EXERCISE DESCRIPTION » Leave out the pictures and copy each record below exactly.

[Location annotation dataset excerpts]
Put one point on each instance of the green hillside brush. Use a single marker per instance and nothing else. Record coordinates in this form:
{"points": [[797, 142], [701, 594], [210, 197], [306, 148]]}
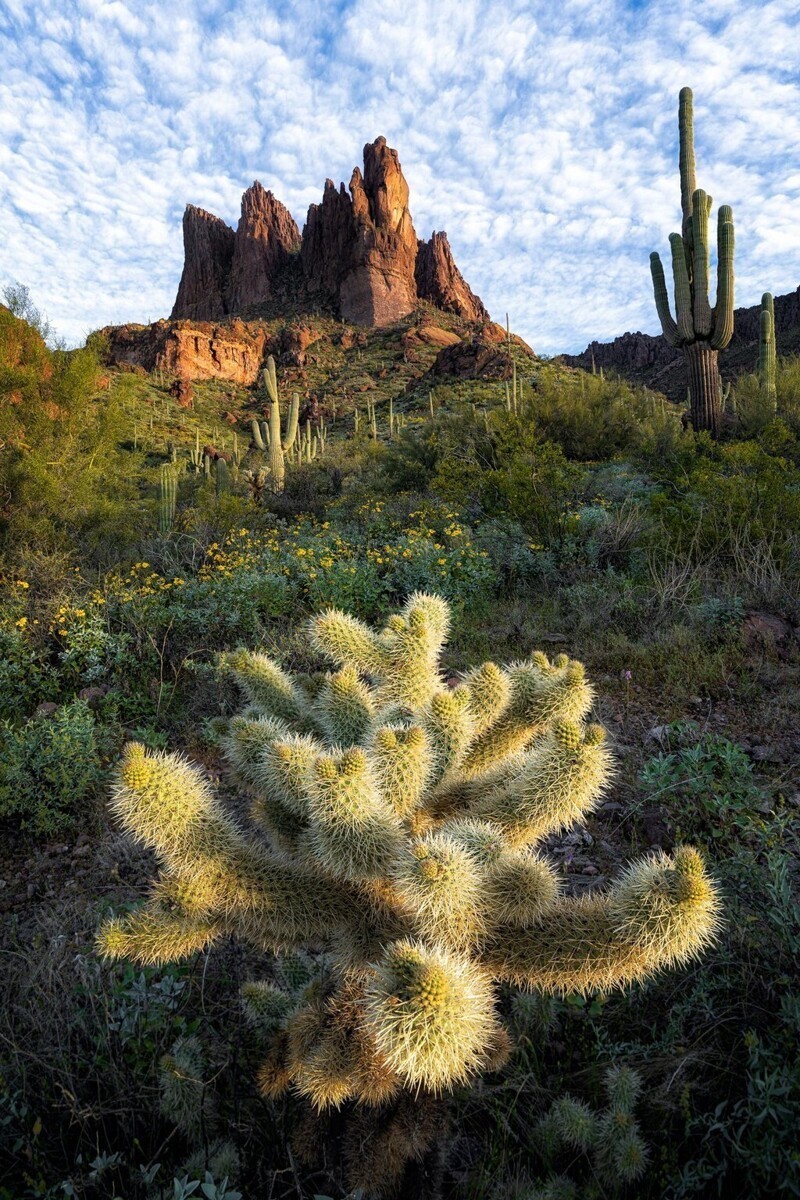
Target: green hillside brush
{"points": [[278, 445], [612, 1138], [400, 827], [699, 329], [767, 358], [222, 478]]}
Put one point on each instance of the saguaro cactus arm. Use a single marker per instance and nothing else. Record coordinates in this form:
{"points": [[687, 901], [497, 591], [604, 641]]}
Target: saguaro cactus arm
{"points": [[662, 300], [725, 301]]}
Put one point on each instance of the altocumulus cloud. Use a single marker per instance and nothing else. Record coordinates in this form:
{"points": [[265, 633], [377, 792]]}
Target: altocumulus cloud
{"points": [[541, 136]]}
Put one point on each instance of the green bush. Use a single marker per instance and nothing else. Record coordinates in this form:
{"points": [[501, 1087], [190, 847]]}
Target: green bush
{"points": [[710, 786], [50, 769]]}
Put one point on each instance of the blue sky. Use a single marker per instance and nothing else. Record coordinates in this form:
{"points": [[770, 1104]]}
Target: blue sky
{"points": [[541, 136]]}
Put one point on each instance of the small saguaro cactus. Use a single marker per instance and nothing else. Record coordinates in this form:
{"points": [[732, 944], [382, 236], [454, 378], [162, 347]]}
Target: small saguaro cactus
{"points": [[699, 329], [167, 496], [400, 821], [280, 447], [767, 359]]}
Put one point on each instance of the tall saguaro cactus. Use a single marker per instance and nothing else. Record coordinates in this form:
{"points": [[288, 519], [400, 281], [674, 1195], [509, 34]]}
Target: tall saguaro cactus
{"points": [[401, 820], [167, 496], [278, 445], [767, 349], [699, 329]]}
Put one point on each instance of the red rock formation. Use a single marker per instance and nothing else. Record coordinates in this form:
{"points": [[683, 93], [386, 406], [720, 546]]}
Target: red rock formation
{"points": [[181, 391], [359, 255], [380, 287], [648, 359], [208, 255], [191, 349], [328, 244], [440, 282], [265, 237]]}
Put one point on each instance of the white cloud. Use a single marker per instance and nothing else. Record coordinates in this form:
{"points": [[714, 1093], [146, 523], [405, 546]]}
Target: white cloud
{"points": [[541, 137]]}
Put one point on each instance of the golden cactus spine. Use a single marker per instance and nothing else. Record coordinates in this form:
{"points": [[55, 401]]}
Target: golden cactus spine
{"points": [[400, 821]]}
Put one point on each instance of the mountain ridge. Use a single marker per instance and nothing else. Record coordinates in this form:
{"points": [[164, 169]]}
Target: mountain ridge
{"points": [[648, 358]]}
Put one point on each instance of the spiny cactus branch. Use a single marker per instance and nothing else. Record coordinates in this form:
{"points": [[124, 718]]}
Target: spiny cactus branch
{"points": [[398, 821]]}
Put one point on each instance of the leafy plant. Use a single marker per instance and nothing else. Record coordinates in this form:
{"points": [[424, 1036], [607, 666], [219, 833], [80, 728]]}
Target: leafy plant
{"points": [[52, 768]]}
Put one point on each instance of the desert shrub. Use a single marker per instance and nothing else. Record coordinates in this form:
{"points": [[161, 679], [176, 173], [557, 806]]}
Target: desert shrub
{"points": [[64, 475], [710, 785], [715, 496], [25, 677], [52, 769], [593, 418]]}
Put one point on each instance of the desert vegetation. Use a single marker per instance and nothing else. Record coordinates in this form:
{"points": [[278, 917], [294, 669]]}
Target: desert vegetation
{"points": [[398, 763]]}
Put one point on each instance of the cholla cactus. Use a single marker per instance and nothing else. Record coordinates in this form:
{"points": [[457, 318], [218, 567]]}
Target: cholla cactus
{"points": [[401, 820]]}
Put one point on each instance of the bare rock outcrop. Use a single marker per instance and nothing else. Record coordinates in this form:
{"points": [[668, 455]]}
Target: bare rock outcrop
{"points": [[265, 238], [440, 282], [233, 352], [208, 257], [649, 359], [359, 256]]}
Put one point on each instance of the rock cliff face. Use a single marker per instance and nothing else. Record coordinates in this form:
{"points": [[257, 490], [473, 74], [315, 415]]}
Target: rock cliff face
{"points": [[265, 238], [359, 255], [232, 352], [650, 360], [208, 255], [440, 282]]}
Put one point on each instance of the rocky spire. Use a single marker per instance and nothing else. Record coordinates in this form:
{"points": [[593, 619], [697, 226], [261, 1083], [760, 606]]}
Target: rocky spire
{"points": [[265, 237], [440, 282], [359, 253], [208, 253]]}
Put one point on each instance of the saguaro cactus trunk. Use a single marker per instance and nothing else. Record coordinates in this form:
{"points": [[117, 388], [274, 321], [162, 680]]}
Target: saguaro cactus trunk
{"points": [[767, 351], [278, 447], [699, 329]]}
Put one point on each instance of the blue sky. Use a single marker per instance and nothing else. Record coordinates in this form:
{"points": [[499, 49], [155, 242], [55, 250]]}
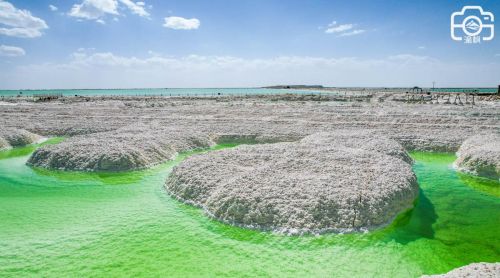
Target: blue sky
{"points": [[129, 43]]}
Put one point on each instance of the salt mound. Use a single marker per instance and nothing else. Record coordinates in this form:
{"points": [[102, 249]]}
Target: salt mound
{"points": [[299, 187], [14, 137], [484, 270], [480, 155], [128, 148]]}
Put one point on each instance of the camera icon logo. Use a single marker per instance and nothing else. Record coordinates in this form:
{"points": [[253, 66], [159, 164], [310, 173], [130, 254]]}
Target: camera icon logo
{"points": [[472, 24]]}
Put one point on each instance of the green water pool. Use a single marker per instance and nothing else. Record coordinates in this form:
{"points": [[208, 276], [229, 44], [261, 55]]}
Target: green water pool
{"points": [[60, 224]]}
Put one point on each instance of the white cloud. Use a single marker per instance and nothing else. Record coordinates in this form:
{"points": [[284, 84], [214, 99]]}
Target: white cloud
{"points": [[11, 51], [339, 28], [94, 9], [352, 33], [97, 9], [108, 70], [19, 23], [136, 8], [343, 30], [180, 23]]}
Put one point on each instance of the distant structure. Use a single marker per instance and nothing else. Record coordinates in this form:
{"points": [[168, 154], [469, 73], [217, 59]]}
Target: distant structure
{"points": [[295, 87], [46, 97]]}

IN RESPONSE »
Put one point on each instance of the green hillside brush. Use a single marker per instance and nothing else. Record coordinates in this form:
{"points": [[797, 142], [701, 594], [210, 197], [306, 148]]}
Target: green hillside brush
{"points": [[278, 445], [612, 1138], [400, 827], [699, 329], [767, 358], [222, 478]]}
Put one point on each instance of the saguaro cactus arm. Use a single marker per instance and nothing else. Record coordinates in this form:
{"points": [[687, 901], [497, 591], [604, 641]]}
Target: saguaro cactus arm
{"points": [[662, 300], [725, 301]]}
Put one point on each instance of the altocumulus cloud. Use a single marker per instance and nothing else. Record coordinates in this form:
{"points": [[265, 633], [377, 792]]}
Target: altocumulus cloud
{"points": [[541, 136]]}
Put one point on each instance of the green bush. Use a single marker per instance and nothing else. Record coordinates in this form:
{"points": [[501, 1087], [190, 847]]}
Target: green bush
{"points": [[710, 786], [50, 769]]}
Put one point on each instance of the blue sky. Use a single marker per instance and nothing else. Record coordinates in this form:
{"points": [[770, 1104]]}
Target: blue sky
{"points": [[541, 136]]}
Put one point on each instance of the small saguaro cactus. Use a single marker per instance and nothing else. Record coordinates in this form:
{"points": [[732, 944], [382, 236], [454, 378], [162, 347]]}
Target: small saguaro cactus
{"points": [[699, 329], [167, 496], [400, 821], [280, 447], [767, 359]]}
Put one point on each instance of the tall saguaro cactus. Use a single marker per instance and nothing else. Record coordinates in this form:
{"points": [[288, 519], [400, 281], [674, 1195], [509, 34]]}
Target: tall saguaro cactus
{"points": [[401, 820], [167, 496], [278, 445], [767, 349], [699, 329]]}
Put one point on each instance of the red rock formation. Use a single marker per instance and nothing else. Record coordinates in this form:
{"points": [[683, 93], [386, 406], [720, 546]]}
Target: red rock formation
{"points": [[181, 391], [359, 255], [380, 287], [648, 359], [208, 255], [191, 349], [328, 244], [440, 282], [265, 237]]}
Put one point on each instance of the white cloud. Use a single marker per instance and nothing else. Record coordinates in this form:
{"points": [[714, 1093], [146, 523], [405, 546]]}
Target: white cloud
{"points": [[541, 137]]}
Put one point on each instance of the golden cactus spine. Use a single marker per instance and nothing else. Record coordinates in this form:
{"points": [[55, 401]]}
Target: golden cactus spine
{"points": [[400, 821]]}
Put one point on each instance of the mountain ridge. Use a single marker per instance and nothing else. Record coordinates in this form:
{"points": [[164, 169]]}
Target: mountain ridge
{"points": [[648, 358]]}
Put one point on each instance of the spiny cactus branch. Use a single marker per instance and nothing else. Record coordinates in this form:
{"points": [[124, 718]]}
Target: spiny cactus branch
{"points": [[398, 821]]}
Put one point on each instance of the leafy plant. Use a single marker per instance and nothing else. Record coordinates in this form:
{"points": [[424, 1036], [607, 666], [219, 833], [80, 728]]}
Target: leafy plant
{"points": [[52, 768]]}
Put one point on each instance of the desert shrub. Use a single marker per instance and nothing else. Record coordinates in this form:
{"points": [[161, 679], [176, 173], [557, 806]]}
Target: desert shrub
{"points": [[64, 475], [710, 785], [715, 496], [25, 677], [52, 769], [593, 418]]}
Put one point on each instance of the desert vegetation. Use a single marker per instance and nothing else. Record coordinates in this form:
{"points": [[278, 917], [294, 669]]}
Target: desert vegetation
{"points": [[398, 763]]}
Put one point on each instance of the cholla cactus. Use a single marker per instance and nothing else. Record coordinates in this form:
{"points": [[457, 318], [218, 567]]}
Target: cholla cactus
{"points": [[401, 820]]}
Put one point on each instance of the bare rock outcrop. Use a single marker per instance and nothing else. Record coordinates in this form:
{"points": [[668, 455]]}
Target: bare rock outcrop
{"points": [[265, 238], [440, 282], [233, 352], [208, 257], [649, 359], [359, 256]]}
Put one point on each instance of the rock cliff face. Use a single marker per instance and nothing else. Record coordinates in this form:
{"points": [[257, 490], [473, 74], [315, 415]]}
Target: rock cliff face
{"points": [[265, 238], [359, 255], [232, 352], [650, 360], [208, 255], [440, 282]]}
Put one point on each instance of the rocky spire. Use a single marker per instance and nothing else. Record coordinates in this form:
{"points": [[593, 619], [697, 226], [261, 1083], [760, 606]]}
Target: rocky spire
{"points": [[265, 237], [440, 282], [359, 253], [208, 253]]}
Put one point on each instance of the saguaro cactus trunk. Use a single marker per instance and nothing else. Record coordinates in this form:
{"points": [[117, 388], [274, 321], [162, 680]]}
Target: saguaro cactus trunk
{"points": [[767, 351], [278, 447], [699, 329]]}
Put one point on each instance of the blue sky. Use a single marker per instance and nothing else. Record coordinates in this form:
{"points": [[499, 49], [155, 242], [55, 250]]}
Target: blue sky
{"points": [[129, 43]]}
Put one point on each instance of the salt mound. Use a single marker per instance and nothing else. Record coordinates in this form:
{"points": [[102, 249]]}
Target: salt mound
{"points": [[299, 187], [14, 137], [484, 270], [480, 155], [128, 148]]}
Put one point on each instance of the camera icon logo. Use a single marker per instance and nothing else. Record coordinates in this form:
{"points": [[253, 66], [159, 164], [310, 173], [130, 254]]}
Target: camera icon logo
{"points": [[472, 24]]}
Put one point on each instance of the green water pool. Use a single marker per instance and nothing else. Record coordinates in this form:
{"points": [[208, 276], [229, 44], [261, 55]]}
Target: green water pool
{"points": [[60, 224]]}
Put one point on each instance of the white cloud. Use a single marker per instance and nothing else. Record coordinates in this form:
{"points": [[284, 84], [214, 99]]}
Target: white cloud
{"points": [[11, 51], [339, 28], [94, 9], [352, 33], [97, 9], [108, 70], [19, 23], [136, 8], [343, 30], [180, 23]]}
Put one point on each instance of the distant structure. Use a single marker per instance and nothing else. Record coordinates in this form:
{"points": [[168, 154], [469, 73], [217, 59]]}
Target: distant structure
{"points": [[295, 87], [46, 97]]}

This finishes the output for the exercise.